**Raw data**.
──────

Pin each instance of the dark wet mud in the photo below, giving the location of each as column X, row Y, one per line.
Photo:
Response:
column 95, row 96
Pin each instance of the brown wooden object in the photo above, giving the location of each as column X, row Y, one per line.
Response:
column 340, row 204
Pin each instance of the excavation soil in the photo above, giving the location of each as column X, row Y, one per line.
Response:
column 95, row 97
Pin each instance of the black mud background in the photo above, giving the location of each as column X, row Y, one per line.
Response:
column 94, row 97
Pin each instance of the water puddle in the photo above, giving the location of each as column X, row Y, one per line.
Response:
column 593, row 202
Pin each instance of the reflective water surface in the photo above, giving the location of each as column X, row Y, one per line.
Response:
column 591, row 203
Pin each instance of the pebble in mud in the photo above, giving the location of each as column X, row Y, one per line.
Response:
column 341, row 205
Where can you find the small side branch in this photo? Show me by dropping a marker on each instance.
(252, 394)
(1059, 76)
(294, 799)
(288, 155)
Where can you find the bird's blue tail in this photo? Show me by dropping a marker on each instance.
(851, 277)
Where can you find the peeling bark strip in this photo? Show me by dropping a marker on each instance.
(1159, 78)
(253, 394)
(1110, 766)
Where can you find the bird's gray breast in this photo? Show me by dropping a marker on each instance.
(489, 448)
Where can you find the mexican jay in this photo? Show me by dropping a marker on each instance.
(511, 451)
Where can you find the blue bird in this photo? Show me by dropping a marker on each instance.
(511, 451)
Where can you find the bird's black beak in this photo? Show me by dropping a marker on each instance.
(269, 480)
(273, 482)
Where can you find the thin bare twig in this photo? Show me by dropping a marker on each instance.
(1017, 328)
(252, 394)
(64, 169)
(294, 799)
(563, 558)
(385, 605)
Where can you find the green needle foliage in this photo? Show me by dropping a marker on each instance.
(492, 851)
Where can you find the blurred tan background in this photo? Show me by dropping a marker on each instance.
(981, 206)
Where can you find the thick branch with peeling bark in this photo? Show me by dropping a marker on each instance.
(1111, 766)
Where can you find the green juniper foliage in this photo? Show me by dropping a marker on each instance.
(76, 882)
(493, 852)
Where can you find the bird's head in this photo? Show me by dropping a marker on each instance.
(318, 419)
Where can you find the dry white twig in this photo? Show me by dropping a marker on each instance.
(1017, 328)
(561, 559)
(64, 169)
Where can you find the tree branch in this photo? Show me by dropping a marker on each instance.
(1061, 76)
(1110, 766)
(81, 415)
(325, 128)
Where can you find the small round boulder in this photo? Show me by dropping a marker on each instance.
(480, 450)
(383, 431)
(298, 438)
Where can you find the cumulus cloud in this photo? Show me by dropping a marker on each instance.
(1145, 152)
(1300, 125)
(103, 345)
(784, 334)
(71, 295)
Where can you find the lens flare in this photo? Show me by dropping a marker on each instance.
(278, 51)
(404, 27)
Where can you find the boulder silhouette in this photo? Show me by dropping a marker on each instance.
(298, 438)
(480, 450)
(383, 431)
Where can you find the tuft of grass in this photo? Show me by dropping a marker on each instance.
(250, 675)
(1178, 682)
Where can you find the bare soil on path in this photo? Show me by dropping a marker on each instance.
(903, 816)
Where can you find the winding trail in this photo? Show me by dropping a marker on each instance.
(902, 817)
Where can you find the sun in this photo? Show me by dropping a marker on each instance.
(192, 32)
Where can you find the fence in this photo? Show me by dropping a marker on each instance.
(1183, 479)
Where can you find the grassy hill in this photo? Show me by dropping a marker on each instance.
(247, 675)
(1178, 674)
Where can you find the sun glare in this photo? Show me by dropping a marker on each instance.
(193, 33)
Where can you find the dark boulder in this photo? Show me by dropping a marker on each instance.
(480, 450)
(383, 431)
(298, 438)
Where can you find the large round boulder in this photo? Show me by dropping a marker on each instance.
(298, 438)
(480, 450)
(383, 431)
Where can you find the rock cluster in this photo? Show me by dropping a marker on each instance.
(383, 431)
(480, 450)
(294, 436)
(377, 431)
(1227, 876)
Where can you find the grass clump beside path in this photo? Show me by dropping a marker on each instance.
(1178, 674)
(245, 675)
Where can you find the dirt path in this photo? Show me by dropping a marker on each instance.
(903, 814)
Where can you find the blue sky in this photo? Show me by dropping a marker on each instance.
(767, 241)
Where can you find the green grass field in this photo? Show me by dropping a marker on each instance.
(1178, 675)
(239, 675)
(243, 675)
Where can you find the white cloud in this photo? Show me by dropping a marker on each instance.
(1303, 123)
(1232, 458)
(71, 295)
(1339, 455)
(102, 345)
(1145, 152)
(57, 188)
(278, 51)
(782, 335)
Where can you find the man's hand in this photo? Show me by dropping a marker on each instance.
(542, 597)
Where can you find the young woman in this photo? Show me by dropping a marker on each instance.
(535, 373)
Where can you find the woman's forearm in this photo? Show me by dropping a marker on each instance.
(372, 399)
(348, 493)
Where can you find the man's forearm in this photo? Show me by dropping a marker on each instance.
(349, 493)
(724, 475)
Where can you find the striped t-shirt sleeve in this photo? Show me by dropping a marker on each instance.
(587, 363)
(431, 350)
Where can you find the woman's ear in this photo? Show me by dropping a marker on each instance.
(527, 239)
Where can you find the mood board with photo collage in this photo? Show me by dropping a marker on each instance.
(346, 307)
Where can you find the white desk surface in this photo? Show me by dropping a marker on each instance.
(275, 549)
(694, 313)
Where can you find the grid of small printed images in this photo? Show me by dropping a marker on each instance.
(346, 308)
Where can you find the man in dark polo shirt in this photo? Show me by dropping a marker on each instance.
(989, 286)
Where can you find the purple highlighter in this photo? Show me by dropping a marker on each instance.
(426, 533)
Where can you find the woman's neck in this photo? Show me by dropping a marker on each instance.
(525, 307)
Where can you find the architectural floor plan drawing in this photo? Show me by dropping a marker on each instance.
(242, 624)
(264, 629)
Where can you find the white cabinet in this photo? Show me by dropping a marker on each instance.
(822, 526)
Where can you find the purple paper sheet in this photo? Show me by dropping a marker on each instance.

──────

**Prompt**.
Print out the entire listing. Keep every line exact.

**Written reply**.
Pin each instance of the dark wet mud in the photo below, giving the location of each as column X, row Y, one per line.
Photo:
Response:
column 95, row 96
Pin each instance of the brown wooden object in the photo above, giving the location of each as column X, row Y, one per line.
Response:
column 340, row 204
Pin each instance of the excavation soil in the photo above, giving the location of each as column X, row Y, one per line.
Response:
column 95, row 97
Pin each instance of the black mud background in the photo above, giving the location of each as column X, row Y, one per line.
Response:
column 94, row 97
Pin each instance of the water puddle in the photo above, giving the location of each as column X, row Y, one per line.
Response:
column 593, row 202
Pin each instance of the reflective water surface in the photo above, giving the location of each as column X, row Y, one per line.
Response:
column 591, row 203
Pin each instance of the pebble in mud in the photo above, giving the location of each as column X, row Y, one per line.
Response:
column 341, row 205
Where can you find the small side branch in this photo? Show me by dropping a marker on each instance.
(252, 394)
(1059, 76)
(294, 799)
(288, 155)
Where can you find the bird's blue tail in this photo? Show me by dropping a marker on each instance.
(851, 277)
Where can you find the peeling bark strip in this photo? Show me by dropping a marker on each instance.
(1159, 78)
(253, 394)
(1110, 766)
Where can you find the bird's gray breast in this photo? Show me by dropping a marker on each instance.
(489, 448)
Where can you find the mexican jay in this photo? Show me by dropping a marker on each instance.
(511, 451)
Where can you find the blue bird in this photo? Show me by dropping a marker on each instance.
(511, 451)
Where can you find the bird's black beak in this photo? Show me by dropping a marker on each instance.
(269, 480)
(273, 482)
Where can you find the thin bare twig in this photo? Show me by dropping a marker on each instance.
(1017, 328)
(252, 394)
(64, 169)
(294, 799)
(563, 558)
(385, 605)
Where can you find the green needle foliage in this photo? Show me by dropping a marker on each instance.
(492, 851)
Where can you find the blurred tan background in this photo? Show me by dropping a marker on each instance.
(981, 206)
Where can you find the thick branch with peeling bark in this photo? Show me by dropping a marker on each instance.
(1111, 766)
Where can you find the green juniper foliage in this photo? Show me by dropping a marker on each instance.
(76, 882)
(493, 852)
Where can you find the bird's head in this photo? Show me by dropping a marker on each instance.
(318, 419)
Where can you find the dry white twig in this photo? Show me by dropping a marker on each instance.
(1017, 328)
(561, 559)
(64, 169)
Where can you find the tree branch in this photo? Show me by dropping a marker on each instance.
(1061, 76)
(1110, 766)
(81, 415)
(325, 128)
Where can you find the small round boulder in this photo? Show me by dropping a marker on each instance.
(480, 450)
(383, 431)
(298, 438)
Where can you find the cumulus cloud in this photo? Show me by dropping a marker on each instance.
(1145, 152)
(1300, 125)
(103, 345)
(784, 334)
(71, 295)
Where can you find the lens flare in this photo? Show me by dropping a marker on each instance.
(278, 51)
(404, 27)
Where can you find the boulder silhouette in this photo? Show me by dropping a marker on each instance.
(298, 438)
(480, 450)
(383, 431)
Where can you find the tuft of grass in this photo? Show me by dropping a marker on each instance.
(250, 675)
(1178, 682)
Where can you find the bare soil on path in this photo? Show me by dropping a marker on each instance.
(903, 816)
Where can you find the winding trail in this photo? Show me by dropping a marker on each instance.
(902, 817)
Where can you find the sun in this photo? Show me by dropping a marker on each instance.
(192, 32)
Where can you find the fence in this photo? Show me by dropping a marker on each instance.
(1183, 479)
Where can you find the grassy hill in this photo? Show me by dropping a marker on each instance.
(247, 675)
(1178, 674)
Where can you find the sun glare in this photo? Show me by dropping a marker on each instance.
(193, 33)
Where can you find the dark boulder in this photo? Show me by dropping a marker on each instance.
(480, 450)
(383, 431)
(298, 438)
Where can you find the large round boulder in this photo? Show me by dropping a marker on each instance.
(298, 438)
(480, 450)
(383, 431)
Where can you find the rock cluster in this photo? Show me by dropping a marker on each instance.
(383, 431)
(480, 450)
(294, 436)
(377, 431)
(1227, 876)
Where can you find the grass clump beside path in this photo? Show me by dropping a marker on each instance.
(1178, 674)
(245, 675)
Where can you find the dirt path in this photo? Show me by dropping a marker on each instance.
(903, 814)
Where can you find the blue sky in this photo? Show me by dropping a marker on each instance.
(767, 241)
Where can you find the green grass field in this photo? Show me by dropping a marker on each instance.
(1178, 675)
(239, 675)
(243, 675)
Where can you find the white cloud in this photo? Show me by dropping a marker on each instance.
(1303, 123)
(1232, 458)
(71, 295)
(1339, 455)
(102, 345)
(1145, 152)
(57, 188)
(278, 51)
(782, 335)
Where can you find the man's hand in this photo? Show me by dropping a marker on each instance.
(542, 597)
Where can you find the young woman in this photo? Show me by dropping a marker on each instance.
(535, 373)
Where can you find the woman's forearm in this photo? Show me by dropping a marker on each instance.
(372, 399)
(348, 493)
Where can you find the man's forearm in this photo? Show me by dropping a marker on each instance.
(349, 493)
(724, 475)
Where can you find the striped t-shirt sleeve in this photo? Show me by dropping a marker on each instance.
(587, 363)
(431, 350)
Where can you find the woman's ear in this photo? Show me by dropping a marker on each instance.
(527, 239)
Where can you find the mood board with photo collage in this photo? Show me by dropping a marker on each instance.
(346, 307)
Where can you find the white desk surface in this photo? Show me by dropping a marker on each instance.
(275, 549)
(694, 313)
Where can you find the grid of small printed images in this photo? Show me by dropping a marker on each instance.
(346, 308)
Where can you find the man in dark polo shirt in this photo? Show me by dropping a marker on each instance.
(989, 286)
Where can you find the purple highlighter in this photo? Show me by dropping a marker on each instance.
(426, 533)
Where can you find the woman's neck in this photo? Show me by dropping a marker on each instance.
(525, 307)
Where can you find the architectural floor plan drawing in this photo? Show me by dropping a marker on each instance.
(242, 624)
(264, 629)
Where can you find the white cabinet in this photo? Show me by dropping a marker on each instance.
(822, 526)
Where can you find the purple paper sheet in this photo? Show me by dropping a marker on each instance.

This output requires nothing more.